[Start of Attachment]

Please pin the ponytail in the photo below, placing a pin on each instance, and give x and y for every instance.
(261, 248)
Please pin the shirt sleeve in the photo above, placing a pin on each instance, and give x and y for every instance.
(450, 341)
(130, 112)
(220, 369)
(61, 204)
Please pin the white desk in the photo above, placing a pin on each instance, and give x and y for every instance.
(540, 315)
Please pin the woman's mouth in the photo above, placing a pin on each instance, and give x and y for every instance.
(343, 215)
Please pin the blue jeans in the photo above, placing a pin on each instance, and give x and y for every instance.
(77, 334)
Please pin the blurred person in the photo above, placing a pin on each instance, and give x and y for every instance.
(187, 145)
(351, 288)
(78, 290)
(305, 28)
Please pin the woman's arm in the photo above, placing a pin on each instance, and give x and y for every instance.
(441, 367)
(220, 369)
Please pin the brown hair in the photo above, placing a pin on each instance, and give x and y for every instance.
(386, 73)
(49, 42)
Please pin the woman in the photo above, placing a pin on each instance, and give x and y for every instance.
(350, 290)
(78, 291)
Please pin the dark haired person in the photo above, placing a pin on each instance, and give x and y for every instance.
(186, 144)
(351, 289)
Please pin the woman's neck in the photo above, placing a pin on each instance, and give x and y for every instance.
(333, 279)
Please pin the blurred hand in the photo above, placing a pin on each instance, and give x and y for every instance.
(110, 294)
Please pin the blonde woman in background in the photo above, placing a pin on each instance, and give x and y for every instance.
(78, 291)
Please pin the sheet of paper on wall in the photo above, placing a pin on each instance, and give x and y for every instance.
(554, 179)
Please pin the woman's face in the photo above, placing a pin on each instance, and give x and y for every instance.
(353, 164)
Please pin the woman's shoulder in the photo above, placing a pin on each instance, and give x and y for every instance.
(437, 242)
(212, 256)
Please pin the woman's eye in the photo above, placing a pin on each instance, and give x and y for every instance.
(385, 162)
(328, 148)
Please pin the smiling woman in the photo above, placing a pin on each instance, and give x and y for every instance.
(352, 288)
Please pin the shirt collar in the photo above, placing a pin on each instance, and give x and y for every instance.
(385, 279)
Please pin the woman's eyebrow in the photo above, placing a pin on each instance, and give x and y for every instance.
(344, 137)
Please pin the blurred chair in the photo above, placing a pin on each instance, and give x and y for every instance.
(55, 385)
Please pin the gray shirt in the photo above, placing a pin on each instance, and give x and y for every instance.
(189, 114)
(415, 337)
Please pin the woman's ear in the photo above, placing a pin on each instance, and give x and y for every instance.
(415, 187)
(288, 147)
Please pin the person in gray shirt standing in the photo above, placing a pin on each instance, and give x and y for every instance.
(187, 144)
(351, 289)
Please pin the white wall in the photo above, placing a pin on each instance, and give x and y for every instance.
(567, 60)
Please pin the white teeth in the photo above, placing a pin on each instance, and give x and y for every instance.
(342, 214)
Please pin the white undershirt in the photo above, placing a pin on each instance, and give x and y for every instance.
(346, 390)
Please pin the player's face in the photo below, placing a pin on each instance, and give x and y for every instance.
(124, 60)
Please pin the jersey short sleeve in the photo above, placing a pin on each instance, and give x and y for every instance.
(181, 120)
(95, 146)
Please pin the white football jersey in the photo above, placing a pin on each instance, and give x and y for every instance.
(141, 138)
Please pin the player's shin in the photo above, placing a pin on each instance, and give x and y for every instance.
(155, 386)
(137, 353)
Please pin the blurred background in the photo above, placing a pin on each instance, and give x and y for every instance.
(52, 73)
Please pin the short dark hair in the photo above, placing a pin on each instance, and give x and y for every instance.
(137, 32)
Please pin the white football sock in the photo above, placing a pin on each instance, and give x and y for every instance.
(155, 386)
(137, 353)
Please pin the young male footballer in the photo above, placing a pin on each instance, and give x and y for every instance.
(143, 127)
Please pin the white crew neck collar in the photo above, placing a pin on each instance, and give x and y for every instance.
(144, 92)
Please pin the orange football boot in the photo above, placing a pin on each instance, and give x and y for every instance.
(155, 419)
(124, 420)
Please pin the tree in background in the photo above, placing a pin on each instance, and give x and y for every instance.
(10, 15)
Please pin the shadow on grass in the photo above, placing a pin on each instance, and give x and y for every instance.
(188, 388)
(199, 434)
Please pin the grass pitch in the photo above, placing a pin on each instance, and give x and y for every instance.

[End of Attachment]

#### Problem to work on:
Retype the material above in full, exactly.

#### Solution to this problem:
Please pin the ponytail in the photo below, placing a pin on each instance, and give x and y for every instance.
(261, 248)
Please pin the shirt sleeve in the photo above, placing a pin on each instance, and give x and y for every instance.
(450, 341)
(130, 112)
(220, 369)
(61, 204)
Please pin the white desk in the photo above, placing a pin on each instance, and give x and y for every instance.
(540, 315)
Please pin the woman's mouth in the photo above, placing a pin on each instance, and give x and y for every instance.
(343, 215)
Please pin the blue jeans in the photo above, placing a pin on each instance, and give x and y for every instance.
(77, 334)
Please pin the blurred person in the photo above, placing a pin on each instance, and give x and y for every instance.
(187, 145)
(351, 288)
(78, 290)
(305, 28)
Please pin the woman's arm in the photo above, placing a pin on each instance, and give x and y for every instance.
(441, 367)
(220, 369)
Please pin the brown hair in the photo above, placing a pin on each instance, and give x and y for every instance.
(386, 73)
(49, 42)
Please pin the woman in the photo above, placing a pin on each instance, and give x and y for every instance.
(350, 290)
(78, 291)
Please pin the dark haired person in the photo above, placing a pin on each instance, and give x and y for every instance.
(186, 144)
(351, 289)
Please pin the woman's neck in the photo above, placing a pin on each instance, and give x and y for every instance.
(333, 279)
Please pin the blurred hand in the photo above, placing a pin on each instance, and give x and y for every instance.
(110, 294)
Please pin the blonde woman in background in the photo above, placing a pin on each instance, and give x and y for every instance.
(78, 291)
Please pin the sheet of paper on wall in the photo above, placing a pin on each instance, and give x and y for every instance.
(554, 179)
Please pin the woman's face in the photo above, placing a pin on each instance, and give x and y for every instance.
(353, 164)
Please pin the woman's shoulder in the photo above, placing a pin on each instance, and give x and y for every instance.
(437, 242)
(212, 256)
Please pin the woman's eye in the photo above, placing a pin on each instance, and give x and y for every instance.
(385, 162)
(328, 148)
Please pin the smiling woman in the photo above, placing a pin on each instance, and give x and y for every instance.
(352, 288)
Please pin the shirt collar in the photo above, placing a pin on each instance, and give x and y for every instance.
(385, 279)
Please pin the woman's eyebrow in the photo above, placing a pin on each instance, and give x and y for every instance.
(344, 137)
Please pin the blurred chair in the photo above, placing a pin on each instance, and give x and y for every instance.
(55, 385)
Please pin the gray shirt in the photo above, placing a pin on each instance, and give x and y for every instance.
(189, 114)
(415, 337)
Please pin the woman's ear in the photo above, placing a pin on each instance, and give x and y for every instance.
(415, 187)
(288, 147)
Please pin the person in gray shirt standing in the photo above, placing a pin on each instance, and give x and y for every instance.
(187, 144)
(351, 289)
Please pin the white wall in the photo above, placing a pin on each instance, and give x and y for every instance.
(567, 60)
Please pin the white teeth in the photo above, placing a pin on each instance, and give x and y for every instance.
(342, 214)
Please pin the white undershirt in the photo above, placing a pin on each instance, and give x and y for every instance.
(346, 390)
Please pin the player's face in the photo below, placing a pin on each instance, and give x and y for every instance.
(124, 60)
Please pin the jersey short sleeve in the photo above, placing a pin on each instance, and give x and y for every instance.
(181, 120)
(95, 146)
Please pin the white football jersey in the photo above, placing a pin on each instance, and give x and y for every instance.
(141, 138)
Please pin the player's shin in the photo above, placing a pin on each instance, and give x and y for every instance.
(155, 386)
(137, 353)
Please pin the blurred background in the photo above, placing a pin on each instance, and give x and y for every instance.
(52, 73)
Please pin the short dark hair in the photo above, placing a pin on each instance, and give x and y for every instance.
(137, 32)
Please pin the white football sock in the photo above, placing a pin on each instance, and give x and y for every instance.
(155, 386)
(137, 353)
Please pin the young male footballer in the photo above, placing a pin on each instance, and give x and y for every instance.
(143, 127)
Please pin the white crew neck collar in the photo above, placing a pin on each instance, and give x and y for every instance.
(144, 92)
Please pin the orange football boot in the photo above, placing a pin on each instance, and give x and y for every instance.
(155, 419)
(124, 420)
Please pin the tree in background in the photo above, placing a pin on each instance, and give x and y for every instance.
(10, 15)
Please pin the shadow on grass in the photo above, placing a pin on each instance, and give x and y for every instance.
(188, 388)
(199, 434)
Please pin the grass pitch in the photo above, placing a pin on each instance, and give x and y for every instance.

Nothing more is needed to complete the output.